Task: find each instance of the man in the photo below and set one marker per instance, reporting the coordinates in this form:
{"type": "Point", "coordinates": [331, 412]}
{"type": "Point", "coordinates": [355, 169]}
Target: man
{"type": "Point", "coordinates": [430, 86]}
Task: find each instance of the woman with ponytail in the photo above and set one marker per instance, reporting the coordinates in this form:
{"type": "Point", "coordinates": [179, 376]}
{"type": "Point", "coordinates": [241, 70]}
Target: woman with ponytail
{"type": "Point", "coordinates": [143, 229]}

**What you are asked to do**:
The output is every entry, printed exactly as it reads.

**Output for this task**:
Task: find each instance of the man in the photo below and set one marker per instance, reporting the coordinates in this form:
{"type": "Point", "coordinates": [331, 412]}
{"type": "Point", "coordinates": [355, 169]}
Target: man
{"type": "Point", "coordinates": [430, 86]}
Task: find each instance of the woman with ponytail in the photo above and set one marker per instance, reporting the coordinates in this form:
{"type": "Point", "coordinates": [179, 376]}
{"type": "Point", "coordinates": [241, 70]}
Target: woman with ponytail
{"type": "Point", "coordinates": [143, 229]}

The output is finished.